- [PROVIDED PASSAGE]
____
After carving the base of the stick into a point to allow easy implantation into the ground, wrap the opposing end with fabric, using heated pitch to secure it in place, before dipping the entirety of the fabric into the pitch.
Once alight and staked into the earth, the pine torch will maintain its blaze for a considerable length of time.
Pine Rosin
One of pine’s more unusual modern uses derives from contemporary chemistry rather than ancient means of survival.
The distillation of pine resin produces two major products: turpentine and rosin. Vaporised of its turpentine essential oils, pine resin – now transformed into pine rosin – hosts an innumerable extent of applications within industrial production.
From the manufacturing of road marking paint to plastics, food-safe wrappings, varnishes, chewing gum bases and bow rosin for stringed orchestral instruments.
It has managed to retain a discreetly central role within our modern lifestyles, though profoundly removed from much of its traditional purposes in bushcraft and the ancient world.
Herbal Pine Remedies
Whilst evidently less popular today than in centuries past, pine resin has rooted itself in herbal remedies across the globe.
Amongst its most prominent qualities as a medicinal aid is its excellence as a natural antiseptic, antifungal and antibacterial measure.
A wounded pine tree bandages its injuries with resin, protecting itself not only through plaster-like wound coverage, but also through the anti-microbial properties of the resin.
It’s widely believed that the intrinsic stickiness of pine resin obliterates bacteria when used in the healing of wounds, plant or human, suffocating invasive microbes of the moist conditions required to thrive.
Just as with the pine tree itself, pure pine resin applied to wounded skin will prevent the blood flow, sealing the cut, preventing infection and hastening the healing process.
____
- [DATA SECTION]
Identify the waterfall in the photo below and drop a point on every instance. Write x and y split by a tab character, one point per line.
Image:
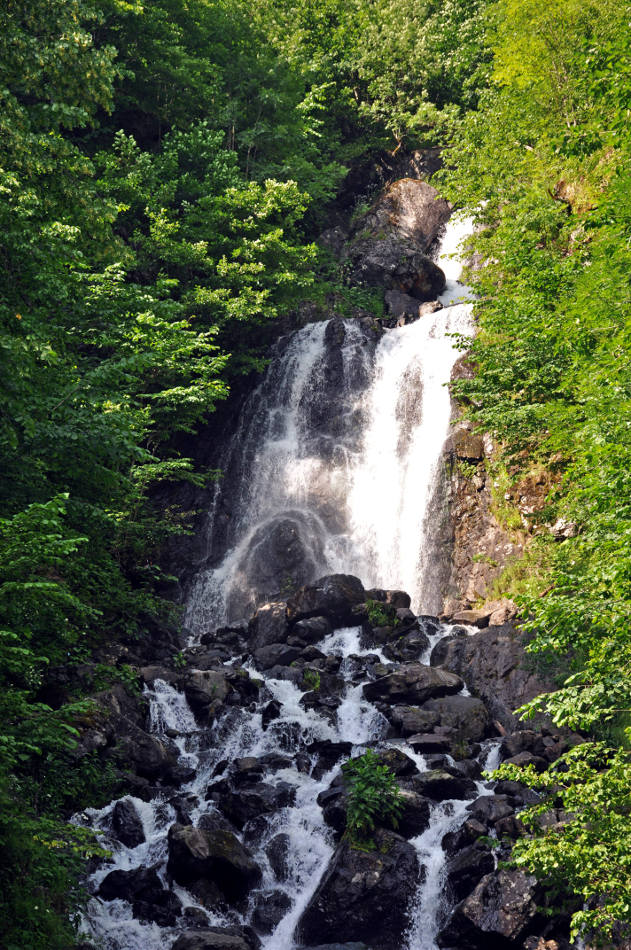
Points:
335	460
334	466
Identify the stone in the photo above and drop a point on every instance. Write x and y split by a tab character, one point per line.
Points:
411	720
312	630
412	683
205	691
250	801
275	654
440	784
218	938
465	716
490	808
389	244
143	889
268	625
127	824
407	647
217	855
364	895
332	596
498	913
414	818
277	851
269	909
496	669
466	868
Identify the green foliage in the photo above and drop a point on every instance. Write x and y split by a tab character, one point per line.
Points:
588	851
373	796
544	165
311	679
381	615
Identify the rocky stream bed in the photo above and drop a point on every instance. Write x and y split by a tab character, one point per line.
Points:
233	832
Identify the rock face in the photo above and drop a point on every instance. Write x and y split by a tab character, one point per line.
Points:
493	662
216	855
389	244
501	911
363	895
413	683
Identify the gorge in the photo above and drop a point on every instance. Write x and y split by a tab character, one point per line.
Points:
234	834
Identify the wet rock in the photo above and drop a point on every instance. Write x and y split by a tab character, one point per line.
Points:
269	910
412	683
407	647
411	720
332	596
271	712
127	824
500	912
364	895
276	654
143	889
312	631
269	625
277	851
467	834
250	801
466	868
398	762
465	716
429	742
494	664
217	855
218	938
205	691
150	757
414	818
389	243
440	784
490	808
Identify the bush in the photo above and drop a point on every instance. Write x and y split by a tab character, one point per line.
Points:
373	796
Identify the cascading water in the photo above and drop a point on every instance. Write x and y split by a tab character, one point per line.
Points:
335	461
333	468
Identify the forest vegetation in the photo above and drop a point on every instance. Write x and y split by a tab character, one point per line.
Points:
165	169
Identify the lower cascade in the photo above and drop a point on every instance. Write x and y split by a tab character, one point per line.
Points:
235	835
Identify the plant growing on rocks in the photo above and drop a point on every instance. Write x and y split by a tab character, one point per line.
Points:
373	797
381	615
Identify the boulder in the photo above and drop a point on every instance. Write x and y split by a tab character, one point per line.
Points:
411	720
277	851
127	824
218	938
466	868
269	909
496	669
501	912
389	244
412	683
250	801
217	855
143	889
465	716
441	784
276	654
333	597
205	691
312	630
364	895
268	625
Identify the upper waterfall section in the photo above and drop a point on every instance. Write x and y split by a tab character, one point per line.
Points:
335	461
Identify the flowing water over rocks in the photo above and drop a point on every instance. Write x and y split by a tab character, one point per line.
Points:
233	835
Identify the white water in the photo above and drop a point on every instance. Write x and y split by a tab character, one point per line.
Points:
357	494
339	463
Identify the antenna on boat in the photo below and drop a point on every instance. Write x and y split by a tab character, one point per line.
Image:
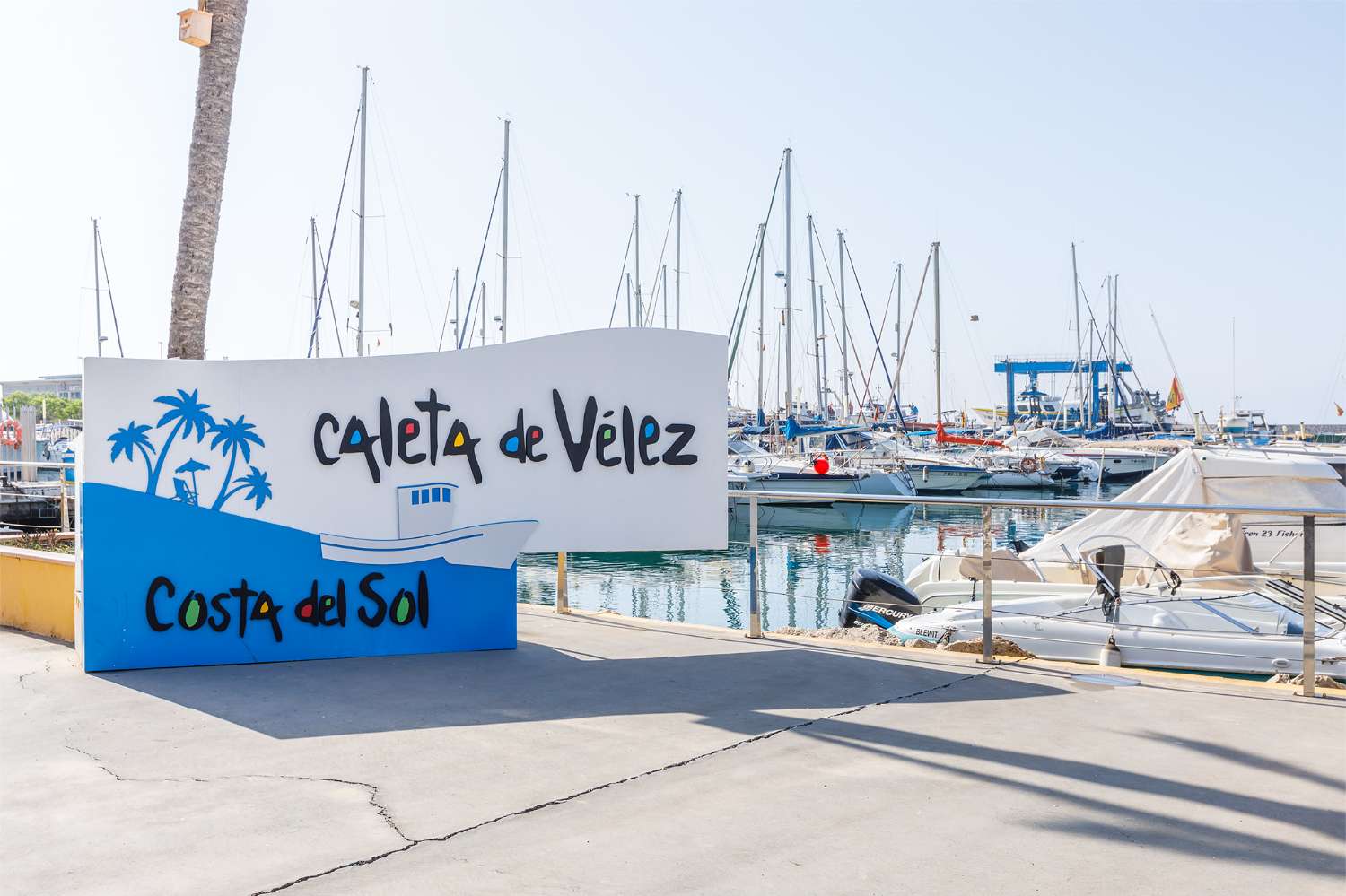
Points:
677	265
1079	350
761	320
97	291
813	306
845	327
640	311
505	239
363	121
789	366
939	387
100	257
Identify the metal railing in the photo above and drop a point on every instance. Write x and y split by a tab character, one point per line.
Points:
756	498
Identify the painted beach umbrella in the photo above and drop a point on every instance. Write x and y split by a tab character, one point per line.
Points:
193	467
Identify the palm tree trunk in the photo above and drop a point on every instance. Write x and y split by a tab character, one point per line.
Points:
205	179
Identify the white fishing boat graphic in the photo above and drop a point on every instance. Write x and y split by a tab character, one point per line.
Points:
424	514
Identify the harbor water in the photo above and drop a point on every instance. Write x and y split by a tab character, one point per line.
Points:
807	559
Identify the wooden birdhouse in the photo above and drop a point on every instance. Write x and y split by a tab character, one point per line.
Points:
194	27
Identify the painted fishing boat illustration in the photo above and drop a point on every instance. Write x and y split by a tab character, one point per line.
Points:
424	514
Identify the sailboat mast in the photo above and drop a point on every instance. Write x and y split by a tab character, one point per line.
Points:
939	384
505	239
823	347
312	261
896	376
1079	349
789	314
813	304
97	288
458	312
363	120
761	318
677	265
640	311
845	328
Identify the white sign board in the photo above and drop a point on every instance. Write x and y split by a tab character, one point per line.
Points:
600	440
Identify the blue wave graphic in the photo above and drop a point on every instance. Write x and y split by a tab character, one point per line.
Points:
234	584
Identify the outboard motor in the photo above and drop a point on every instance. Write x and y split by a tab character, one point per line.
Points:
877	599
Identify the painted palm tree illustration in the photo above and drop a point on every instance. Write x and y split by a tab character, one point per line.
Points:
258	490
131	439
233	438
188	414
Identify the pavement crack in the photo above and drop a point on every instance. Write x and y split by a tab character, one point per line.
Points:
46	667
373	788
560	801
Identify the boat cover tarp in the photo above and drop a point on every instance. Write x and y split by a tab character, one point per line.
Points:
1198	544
____
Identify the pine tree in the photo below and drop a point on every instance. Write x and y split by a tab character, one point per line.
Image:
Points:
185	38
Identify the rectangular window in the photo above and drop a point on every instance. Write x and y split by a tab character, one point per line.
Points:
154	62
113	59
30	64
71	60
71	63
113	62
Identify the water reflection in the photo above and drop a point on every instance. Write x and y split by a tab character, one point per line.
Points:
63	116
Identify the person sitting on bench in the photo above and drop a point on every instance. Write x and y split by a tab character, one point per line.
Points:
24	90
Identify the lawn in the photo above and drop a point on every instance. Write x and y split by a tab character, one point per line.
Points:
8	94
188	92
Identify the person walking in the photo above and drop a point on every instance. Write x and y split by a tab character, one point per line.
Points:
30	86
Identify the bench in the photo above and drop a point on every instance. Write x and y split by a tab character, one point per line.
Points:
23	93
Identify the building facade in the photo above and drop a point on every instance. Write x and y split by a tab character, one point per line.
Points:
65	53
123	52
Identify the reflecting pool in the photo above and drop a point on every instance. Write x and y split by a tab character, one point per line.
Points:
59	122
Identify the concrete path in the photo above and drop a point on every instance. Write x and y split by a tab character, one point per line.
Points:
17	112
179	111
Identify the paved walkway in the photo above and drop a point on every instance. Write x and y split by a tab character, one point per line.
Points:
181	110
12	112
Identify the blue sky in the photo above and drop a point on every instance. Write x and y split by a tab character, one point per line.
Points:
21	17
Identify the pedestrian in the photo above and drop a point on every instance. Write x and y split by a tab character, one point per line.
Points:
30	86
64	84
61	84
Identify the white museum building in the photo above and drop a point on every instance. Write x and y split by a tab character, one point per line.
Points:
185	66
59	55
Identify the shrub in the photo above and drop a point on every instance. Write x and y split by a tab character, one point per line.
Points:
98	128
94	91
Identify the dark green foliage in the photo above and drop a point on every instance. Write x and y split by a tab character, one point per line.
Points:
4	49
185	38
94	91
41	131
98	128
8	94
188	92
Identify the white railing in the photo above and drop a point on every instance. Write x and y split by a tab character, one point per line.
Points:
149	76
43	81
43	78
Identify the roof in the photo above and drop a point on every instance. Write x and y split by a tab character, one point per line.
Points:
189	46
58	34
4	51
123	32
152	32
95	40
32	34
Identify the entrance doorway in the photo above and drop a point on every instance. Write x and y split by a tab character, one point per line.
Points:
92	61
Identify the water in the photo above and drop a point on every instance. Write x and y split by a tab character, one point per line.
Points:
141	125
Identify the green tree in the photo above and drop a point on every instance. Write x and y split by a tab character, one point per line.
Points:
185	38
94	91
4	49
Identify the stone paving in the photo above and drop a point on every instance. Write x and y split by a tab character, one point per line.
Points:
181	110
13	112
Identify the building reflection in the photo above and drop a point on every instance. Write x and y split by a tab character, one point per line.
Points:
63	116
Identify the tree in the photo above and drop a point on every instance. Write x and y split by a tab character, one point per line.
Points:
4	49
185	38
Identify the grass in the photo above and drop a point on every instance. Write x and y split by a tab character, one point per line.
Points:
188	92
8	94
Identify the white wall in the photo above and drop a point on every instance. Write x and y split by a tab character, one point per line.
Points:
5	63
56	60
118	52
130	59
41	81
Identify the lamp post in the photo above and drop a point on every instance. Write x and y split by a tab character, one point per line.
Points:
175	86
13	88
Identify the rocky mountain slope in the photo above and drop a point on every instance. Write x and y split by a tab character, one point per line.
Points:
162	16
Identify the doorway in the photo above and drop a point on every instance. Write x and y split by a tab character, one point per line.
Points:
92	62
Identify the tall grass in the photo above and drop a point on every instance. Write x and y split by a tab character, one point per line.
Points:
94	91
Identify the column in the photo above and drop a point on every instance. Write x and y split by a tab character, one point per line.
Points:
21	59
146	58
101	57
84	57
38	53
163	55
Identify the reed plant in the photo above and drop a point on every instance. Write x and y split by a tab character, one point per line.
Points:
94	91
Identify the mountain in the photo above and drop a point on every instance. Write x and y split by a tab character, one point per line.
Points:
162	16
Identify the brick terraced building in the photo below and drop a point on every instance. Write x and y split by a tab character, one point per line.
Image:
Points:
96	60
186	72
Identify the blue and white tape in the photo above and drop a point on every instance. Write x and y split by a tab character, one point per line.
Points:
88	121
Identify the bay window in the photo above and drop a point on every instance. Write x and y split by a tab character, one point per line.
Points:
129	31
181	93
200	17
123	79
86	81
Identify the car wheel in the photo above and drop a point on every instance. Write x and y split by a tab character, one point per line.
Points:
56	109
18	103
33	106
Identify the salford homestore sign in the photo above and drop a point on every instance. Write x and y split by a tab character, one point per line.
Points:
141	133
____
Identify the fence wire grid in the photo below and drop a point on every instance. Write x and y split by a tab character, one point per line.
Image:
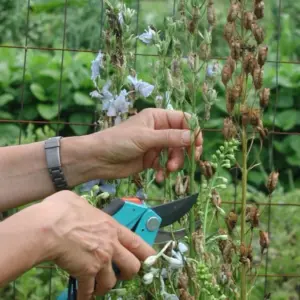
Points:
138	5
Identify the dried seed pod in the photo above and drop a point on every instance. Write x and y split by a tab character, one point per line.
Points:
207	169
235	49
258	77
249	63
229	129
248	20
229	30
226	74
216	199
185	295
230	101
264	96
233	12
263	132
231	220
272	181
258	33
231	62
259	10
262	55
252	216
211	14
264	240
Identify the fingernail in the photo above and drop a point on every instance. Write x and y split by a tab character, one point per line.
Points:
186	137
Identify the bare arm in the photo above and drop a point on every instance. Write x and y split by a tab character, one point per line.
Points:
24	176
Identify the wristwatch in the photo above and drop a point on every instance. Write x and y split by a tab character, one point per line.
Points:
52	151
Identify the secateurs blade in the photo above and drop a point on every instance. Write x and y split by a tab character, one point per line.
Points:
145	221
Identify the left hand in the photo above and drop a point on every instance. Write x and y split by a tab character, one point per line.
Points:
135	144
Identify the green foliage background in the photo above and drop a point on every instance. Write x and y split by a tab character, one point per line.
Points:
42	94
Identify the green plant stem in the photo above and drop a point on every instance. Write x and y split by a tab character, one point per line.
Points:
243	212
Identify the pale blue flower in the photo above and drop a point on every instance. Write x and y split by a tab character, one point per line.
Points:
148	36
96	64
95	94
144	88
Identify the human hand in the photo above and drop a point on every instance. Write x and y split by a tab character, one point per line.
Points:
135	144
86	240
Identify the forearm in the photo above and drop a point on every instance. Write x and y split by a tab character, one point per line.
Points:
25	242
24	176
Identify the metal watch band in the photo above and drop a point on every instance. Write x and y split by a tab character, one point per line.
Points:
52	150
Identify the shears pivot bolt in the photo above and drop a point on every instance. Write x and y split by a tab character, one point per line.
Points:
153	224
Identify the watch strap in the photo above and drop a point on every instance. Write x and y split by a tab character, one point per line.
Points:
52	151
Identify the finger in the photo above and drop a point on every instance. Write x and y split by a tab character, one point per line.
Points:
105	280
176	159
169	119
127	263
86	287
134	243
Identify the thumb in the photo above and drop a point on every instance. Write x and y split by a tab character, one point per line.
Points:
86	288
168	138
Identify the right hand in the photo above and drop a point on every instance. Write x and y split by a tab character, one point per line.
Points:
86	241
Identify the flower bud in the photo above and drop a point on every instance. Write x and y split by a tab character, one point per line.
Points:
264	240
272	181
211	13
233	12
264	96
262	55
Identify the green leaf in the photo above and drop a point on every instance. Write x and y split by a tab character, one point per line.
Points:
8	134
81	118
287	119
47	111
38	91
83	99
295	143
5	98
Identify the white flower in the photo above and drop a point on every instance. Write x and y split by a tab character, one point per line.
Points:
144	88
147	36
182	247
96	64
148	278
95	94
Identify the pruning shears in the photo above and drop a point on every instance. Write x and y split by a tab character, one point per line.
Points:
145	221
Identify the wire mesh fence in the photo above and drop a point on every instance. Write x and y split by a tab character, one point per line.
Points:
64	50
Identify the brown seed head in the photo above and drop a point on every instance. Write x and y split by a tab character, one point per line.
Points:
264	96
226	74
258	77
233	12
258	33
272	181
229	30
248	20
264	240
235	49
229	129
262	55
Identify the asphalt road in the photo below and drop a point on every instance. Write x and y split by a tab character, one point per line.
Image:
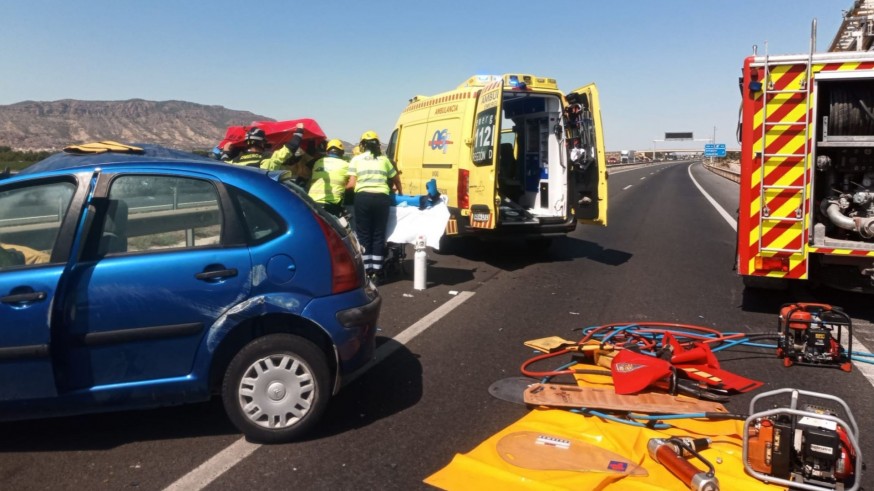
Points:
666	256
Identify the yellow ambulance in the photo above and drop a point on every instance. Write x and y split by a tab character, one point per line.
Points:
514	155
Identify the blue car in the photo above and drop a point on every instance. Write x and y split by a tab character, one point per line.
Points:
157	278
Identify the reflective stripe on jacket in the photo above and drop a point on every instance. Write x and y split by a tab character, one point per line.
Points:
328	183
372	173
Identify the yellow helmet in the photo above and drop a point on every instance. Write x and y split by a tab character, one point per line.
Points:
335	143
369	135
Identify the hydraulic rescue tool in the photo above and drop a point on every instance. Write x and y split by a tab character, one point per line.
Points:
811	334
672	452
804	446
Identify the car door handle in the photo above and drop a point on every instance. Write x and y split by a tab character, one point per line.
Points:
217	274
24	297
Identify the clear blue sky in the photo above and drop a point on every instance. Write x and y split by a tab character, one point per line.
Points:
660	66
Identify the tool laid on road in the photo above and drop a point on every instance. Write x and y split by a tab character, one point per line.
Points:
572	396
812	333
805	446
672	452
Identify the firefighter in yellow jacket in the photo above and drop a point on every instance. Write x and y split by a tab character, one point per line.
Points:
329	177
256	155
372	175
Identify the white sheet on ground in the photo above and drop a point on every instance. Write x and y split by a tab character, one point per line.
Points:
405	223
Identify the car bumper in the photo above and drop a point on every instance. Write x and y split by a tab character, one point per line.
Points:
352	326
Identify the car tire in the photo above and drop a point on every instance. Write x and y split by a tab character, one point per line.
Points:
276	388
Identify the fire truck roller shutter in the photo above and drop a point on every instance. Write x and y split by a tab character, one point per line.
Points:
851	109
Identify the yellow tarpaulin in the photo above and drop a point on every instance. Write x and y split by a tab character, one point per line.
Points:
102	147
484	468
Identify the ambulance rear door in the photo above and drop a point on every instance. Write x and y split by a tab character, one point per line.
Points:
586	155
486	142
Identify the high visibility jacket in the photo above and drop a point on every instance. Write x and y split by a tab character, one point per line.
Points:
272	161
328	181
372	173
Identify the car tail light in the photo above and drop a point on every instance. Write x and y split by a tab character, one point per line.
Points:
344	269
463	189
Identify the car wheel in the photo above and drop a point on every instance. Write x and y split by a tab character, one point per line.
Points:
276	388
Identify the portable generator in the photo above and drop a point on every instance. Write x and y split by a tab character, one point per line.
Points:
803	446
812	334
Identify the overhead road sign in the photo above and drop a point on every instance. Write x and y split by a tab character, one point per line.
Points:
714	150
____
- [HOW TO COMPLETE THIS TASK] Write out the pine passage word for word, starting at the words "Herbal Pine Remedies" and ending after "and antibacterial measure.".

- [ANSWER]
Herbal Pine Remedies
Whilst evidently less popular today than in centuries past, pine resin has rooted itself in herbal remedies across the globe.
Amongst its most prominent qualities as a medicinal aid is its excellence as a natural antiseptic, antifungal and antibacterial measure.